Problems and tasks:
**A)** From the passage on tribes, return word for word the span starting with "And what a shame" and going on through "achieve this anymore.".
**B)** Answer these questions from the passage on tribes:
(i) With what do the Yemeni tribes settle disputes, grievances, accidents and injuries?
(ii) Where do expats tend to live, and with whom?
(iii) What must we do to truly experience other cultures in today's world?

Provided text:
☆ ☆ ☆ ☆

Step outside your tribe
The Yemenis I know do come from traditional rural Bedouin tribes who live outside the formal legislative framework of a government or state. For example, they still settle disputes and grievances between themselves, and accidents, injuries etc with blood money. When another tribe kills a member of theirs…..justice comes in the form of 'a life for a life'. The tribe is everything and there is no loyalty more important.
And what a shame it is that when we find our tribe, we stop looking outside it. When we find comfort from one tribe, we seek division rather than commonality with others. The less we step outside our tribe, the more entrenched, rigid and stagnant our minds become and the more suspicious of others.
It seems its all too easy to travel and even live in a country with a totally different national culture but to not experience it at all. Expats tend to stick with their tribe, socialising and living in compounds with expats of similar backgrounds, and continuing their habits and traditions from home rather than experience what the local culture has to offer. The world we live in today requires that to truly experience other cultures, we must actively seek them out - travel in itself doesn't achieve this anymore.

☆ ☆ ☆ ☆

Records:
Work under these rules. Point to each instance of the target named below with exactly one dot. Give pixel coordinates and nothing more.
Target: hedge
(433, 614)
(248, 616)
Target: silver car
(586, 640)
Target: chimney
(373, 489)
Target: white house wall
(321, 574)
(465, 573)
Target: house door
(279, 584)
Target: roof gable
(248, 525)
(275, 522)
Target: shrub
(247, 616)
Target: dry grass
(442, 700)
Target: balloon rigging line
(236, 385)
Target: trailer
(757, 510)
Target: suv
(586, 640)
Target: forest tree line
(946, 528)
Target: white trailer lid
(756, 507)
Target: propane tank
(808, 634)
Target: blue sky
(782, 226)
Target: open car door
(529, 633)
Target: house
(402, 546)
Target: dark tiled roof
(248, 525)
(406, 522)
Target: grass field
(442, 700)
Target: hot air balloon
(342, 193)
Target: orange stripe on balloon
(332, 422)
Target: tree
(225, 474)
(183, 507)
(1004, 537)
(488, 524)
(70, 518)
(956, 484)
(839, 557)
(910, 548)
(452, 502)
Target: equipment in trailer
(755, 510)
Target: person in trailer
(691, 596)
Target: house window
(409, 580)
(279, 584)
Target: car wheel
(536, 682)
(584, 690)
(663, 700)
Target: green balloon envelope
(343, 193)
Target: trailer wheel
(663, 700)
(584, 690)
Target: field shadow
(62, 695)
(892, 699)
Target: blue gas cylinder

☆ ☆ ☆ ☆

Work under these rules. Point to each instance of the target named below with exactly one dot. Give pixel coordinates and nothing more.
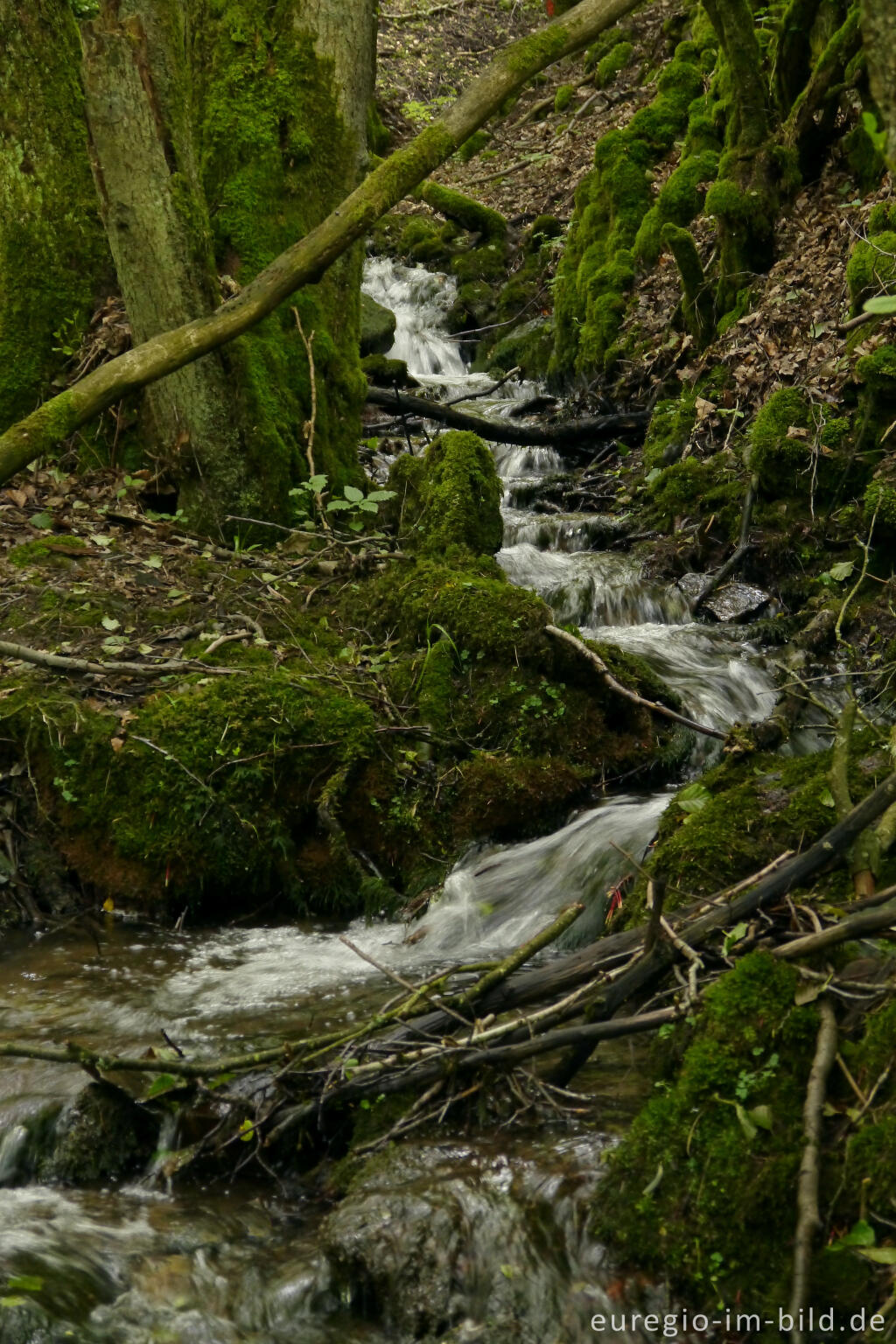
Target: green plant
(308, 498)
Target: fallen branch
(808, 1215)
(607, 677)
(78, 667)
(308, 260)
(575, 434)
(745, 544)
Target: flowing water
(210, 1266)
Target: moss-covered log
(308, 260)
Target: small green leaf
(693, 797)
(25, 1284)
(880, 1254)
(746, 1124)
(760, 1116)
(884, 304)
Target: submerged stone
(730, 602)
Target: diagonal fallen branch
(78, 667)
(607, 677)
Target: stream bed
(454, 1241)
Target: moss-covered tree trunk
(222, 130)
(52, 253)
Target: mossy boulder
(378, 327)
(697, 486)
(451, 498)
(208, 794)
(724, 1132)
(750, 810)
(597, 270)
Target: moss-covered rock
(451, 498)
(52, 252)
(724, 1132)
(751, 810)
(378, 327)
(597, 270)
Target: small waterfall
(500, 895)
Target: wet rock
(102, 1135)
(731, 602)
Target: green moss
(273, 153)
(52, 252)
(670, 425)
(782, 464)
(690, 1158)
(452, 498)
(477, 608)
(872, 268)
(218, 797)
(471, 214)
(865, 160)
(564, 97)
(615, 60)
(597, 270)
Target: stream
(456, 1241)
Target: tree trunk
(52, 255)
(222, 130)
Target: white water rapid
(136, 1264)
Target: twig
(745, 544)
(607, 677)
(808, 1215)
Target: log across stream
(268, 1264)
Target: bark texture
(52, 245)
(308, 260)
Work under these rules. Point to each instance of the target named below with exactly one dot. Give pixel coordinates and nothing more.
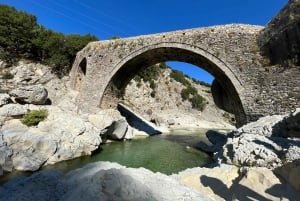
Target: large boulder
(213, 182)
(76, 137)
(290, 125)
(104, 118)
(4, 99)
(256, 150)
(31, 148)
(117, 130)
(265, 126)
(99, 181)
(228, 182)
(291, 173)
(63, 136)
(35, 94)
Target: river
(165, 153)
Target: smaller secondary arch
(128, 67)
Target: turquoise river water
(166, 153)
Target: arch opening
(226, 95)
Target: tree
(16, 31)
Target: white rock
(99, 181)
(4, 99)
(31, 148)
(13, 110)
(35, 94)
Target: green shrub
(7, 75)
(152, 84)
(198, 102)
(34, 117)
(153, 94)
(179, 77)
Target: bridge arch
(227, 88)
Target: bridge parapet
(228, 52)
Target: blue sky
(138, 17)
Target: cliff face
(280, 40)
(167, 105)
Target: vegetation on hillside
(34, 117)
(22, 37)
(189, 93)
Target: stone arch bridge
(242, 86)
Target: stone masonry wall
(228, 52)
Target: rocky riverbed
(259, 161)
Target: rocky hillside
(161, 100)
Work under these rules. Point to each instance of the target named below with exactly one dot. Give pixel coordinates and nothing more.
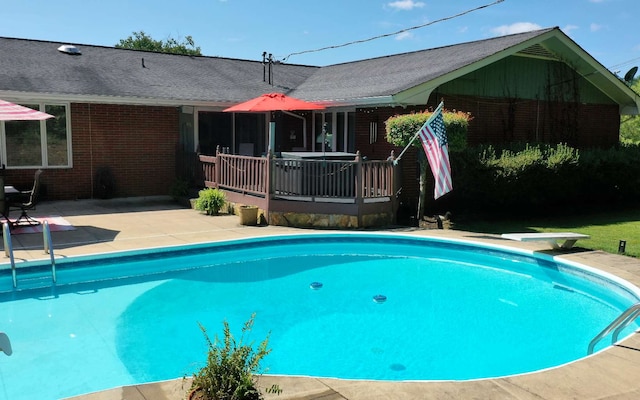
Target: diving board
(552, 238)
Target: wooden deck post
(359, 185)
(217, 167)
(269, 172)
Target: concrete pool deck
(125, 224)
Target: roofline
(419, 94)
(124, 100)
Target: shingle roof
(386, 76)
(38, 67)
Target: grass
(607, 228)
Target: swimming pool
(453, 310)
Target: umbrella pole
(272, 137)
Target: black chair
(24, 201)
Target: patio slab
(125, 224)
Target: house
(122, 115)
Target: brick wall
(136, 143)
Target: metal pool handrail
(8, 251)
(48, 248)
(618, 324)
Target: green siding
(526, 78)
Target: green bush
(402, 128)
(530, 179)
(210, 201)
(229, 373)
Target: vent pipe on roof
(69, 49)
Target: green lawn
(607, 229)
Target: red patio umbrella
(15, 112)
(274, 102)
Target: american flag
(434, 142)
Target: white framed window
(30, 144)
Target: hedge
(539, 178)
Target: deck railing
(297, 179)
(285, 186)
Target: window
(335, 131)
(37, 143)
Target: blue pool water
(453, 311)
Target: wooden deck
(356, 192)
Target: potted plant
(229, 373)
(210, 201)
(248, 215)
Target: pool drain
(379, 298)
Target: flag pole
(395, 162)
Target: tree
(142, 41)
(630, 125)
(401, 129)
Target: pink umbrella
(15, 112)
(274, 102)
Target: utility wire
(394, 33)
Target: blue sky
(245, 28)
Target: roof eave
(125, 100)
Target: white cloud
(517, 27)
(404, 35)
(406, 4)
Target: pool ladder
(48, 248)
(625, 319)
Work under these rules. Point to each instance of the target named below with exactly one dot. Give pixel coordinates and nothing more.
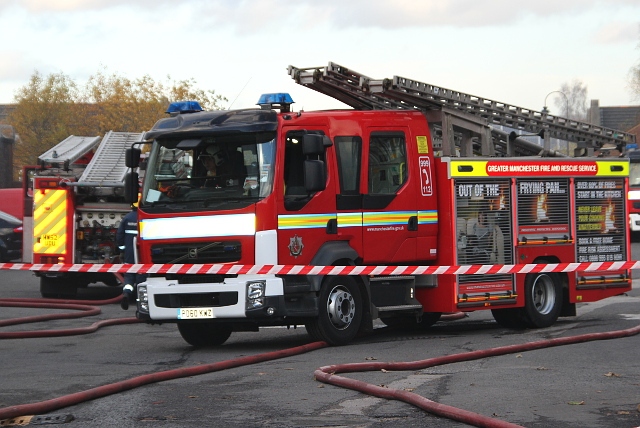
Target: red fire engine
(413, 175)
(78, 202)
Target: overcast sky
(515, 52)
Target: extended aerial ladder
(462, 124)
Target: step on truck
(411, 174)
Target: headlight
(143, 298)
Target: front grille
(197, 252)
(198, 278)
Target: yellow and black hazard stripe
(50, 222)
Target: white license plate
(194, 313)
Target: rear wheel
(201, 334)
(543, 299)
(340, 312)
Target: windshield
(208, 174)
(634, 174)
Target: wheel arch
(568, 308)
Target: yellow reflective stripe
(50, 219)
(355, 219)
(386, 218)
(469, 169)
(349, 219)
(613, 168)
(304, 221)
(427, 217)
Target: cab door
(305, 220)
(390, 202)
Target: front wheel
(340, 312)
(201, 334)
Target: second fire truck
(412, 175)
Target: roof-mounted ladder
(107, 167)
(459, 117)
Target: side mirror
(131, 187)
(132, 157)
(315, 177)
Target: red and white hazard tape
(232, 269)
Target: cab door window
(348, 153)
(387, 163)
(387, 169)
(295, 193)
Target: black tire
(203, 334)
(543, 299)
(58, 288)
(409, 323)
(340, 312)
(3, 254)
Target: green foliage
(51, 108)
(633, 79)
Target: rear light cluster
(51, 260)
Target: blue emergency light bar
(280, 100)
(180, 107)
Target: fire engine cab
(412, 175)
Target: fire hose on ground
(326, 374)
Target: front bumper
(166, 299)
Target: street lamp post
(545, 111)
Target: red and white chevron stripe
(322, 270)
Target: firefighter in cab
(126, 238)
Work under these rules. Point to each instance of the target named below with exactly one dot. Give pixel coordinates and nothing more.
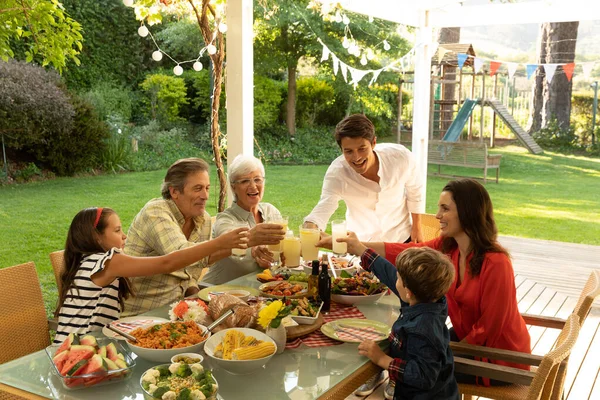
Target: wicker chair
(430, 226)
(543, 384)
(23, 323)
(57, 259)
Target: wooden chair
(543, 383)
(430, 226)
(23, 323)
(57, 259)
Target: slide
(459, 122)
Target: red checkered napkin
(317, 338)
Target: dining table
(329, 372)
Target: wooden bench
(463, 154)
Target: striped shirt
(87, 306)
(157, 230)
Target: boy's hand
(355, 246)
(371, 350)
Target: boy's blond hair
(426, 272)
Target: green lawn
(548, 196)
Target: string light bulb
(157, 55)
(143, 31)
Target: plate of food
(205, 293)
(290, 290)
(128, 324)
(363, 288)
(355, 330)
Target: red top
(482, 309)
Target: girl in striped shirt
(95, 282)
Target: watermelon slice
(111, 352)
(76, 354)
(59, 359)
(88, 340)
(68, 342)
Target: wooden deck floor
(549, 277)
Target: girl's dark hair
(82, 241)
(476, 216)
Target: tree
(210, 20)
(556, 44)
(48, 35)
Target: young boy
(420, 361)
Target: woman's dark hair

☆ ☆ ☆ ☆

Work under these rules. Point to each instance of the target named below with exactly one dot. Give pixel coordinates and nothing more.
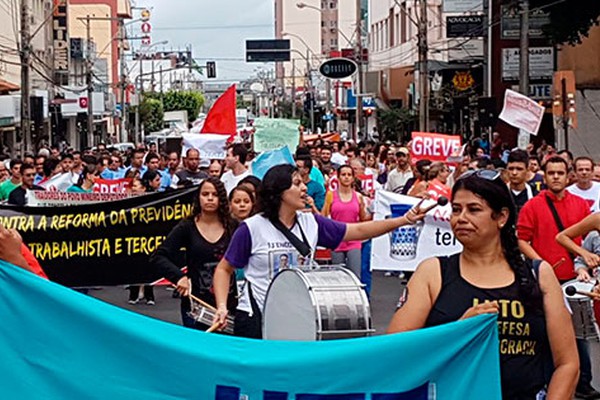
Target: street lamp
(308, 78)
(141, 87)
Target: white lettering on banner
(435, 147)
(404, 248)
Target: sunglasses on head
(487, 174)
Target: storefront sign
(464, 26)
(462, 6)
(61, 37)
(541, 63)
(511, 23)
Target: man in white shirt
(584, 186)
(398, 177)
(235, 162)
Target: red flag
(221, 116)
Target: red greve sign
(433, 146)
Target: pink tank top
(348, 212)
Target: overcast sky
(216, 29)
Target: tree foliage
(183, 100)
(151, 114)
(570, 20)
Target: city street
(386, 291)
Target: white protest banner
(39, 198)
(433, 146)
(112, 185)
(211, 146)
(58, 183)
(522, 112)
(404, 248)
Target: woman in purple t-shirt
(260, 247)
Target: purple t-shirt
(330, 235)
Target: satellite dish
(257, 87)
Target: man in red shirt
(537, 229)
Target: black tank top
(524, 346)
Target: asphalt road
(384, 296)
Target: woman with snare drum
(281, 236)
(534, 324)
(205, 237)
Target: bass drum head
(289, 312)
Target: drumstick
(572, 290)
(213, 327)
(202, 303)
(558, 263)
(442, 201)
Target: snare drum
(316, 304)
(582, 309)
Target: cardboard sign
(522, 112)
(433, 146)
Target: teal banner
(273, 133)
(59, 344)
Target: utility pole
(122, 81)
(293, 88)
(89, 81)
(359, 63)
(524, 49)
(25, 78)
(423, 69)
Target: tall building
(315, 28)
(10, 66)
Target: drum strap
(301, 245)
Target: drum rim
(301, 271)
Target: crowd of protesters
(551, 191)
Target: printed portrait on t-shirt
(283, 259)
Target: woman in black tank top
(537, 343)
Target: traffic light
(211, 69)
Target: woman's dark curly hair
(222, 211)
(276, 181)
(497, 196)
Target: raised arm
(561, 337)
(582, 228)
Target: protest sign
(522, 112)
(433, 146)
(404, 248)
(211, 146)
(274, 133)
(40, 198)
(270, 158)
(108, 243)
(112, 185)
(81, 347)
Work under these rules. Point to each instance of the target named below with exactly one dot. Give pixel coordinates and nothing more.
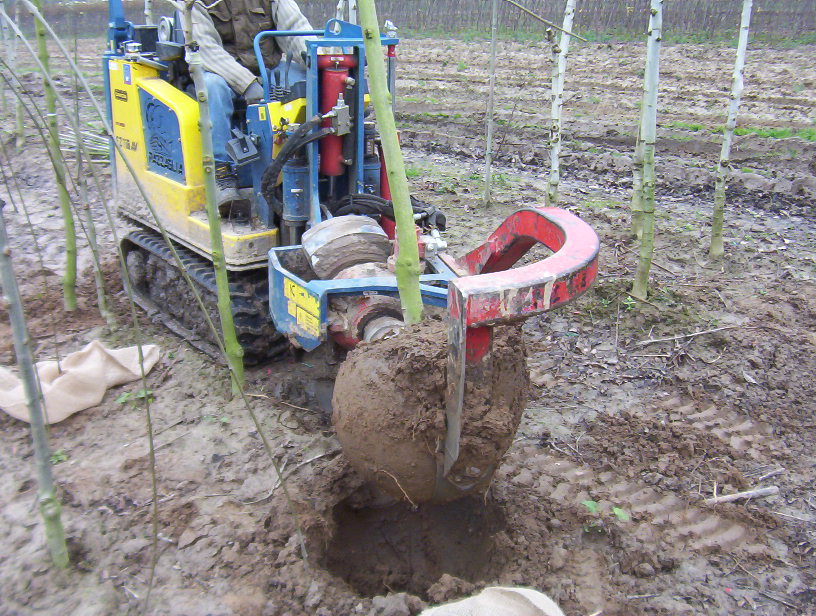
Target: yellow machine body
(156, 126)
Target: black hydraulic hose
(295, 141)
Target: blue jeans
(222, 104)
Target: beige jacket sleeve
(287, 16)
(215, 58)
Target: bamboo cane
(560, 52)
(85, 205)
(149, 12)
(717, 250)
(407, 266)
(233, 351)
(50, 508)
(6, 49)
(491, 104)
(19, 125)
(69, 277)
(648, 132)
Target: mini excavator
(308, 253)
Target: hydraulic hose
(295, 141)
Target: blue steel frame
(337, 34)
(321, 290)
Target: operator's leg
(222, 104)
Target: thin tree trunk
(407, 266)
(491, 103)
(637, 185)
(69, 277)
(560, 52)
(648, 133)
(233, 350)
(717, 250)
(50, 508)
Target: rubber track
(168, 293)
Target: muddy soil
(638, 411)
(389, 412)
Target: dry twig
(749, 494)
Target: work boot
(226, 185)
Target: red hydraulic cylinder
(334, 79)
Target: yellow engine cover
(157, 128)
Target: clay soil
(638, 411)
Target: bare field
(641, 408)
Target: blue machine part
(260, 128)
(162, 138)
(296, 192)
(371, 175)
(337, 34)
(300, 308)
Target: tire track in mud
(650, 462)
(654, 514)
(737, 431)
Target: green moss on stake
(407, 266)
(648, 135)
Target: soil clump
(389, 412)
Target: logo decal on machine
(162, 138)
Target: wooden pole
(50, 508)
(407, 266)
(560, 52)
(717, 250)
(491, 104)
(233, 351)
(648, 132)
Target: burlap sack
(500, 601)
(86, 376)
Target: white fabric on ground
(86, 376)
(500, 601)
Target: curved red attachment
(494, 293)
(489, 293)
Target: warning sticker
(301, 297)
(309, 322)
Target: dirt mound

☆ ☆ ☆ ☆

Outputs for the tasks:
**A)**
And what a shame it is that when we find our tribe, we stop looking outside it. When we find comfort from one tribe, we seek division rather than commonality with others. The less we step outside our tribe, the more entrenched, rigid and stagnant our minds become and the more suspicious of others.
It seems its all too easy to travel and even live in a country with a totally different national culture but to not experience it at all. Expats tend to stick with their tribe, socialising and living in compounds with expats of similar backgrounds, and continuing their habits and traditions from home rather than experience what the local culture has to offer. The world we live in today requires that to truly experience other cultures, we must actively seek them out - travel in itself doesn't achieve this anymore.

**B)**
(i) Blood money.
(ii) In compounds, with expats of similar backgrounds.
(iii) Actively seek them out, since travel in itself no longer achieves this.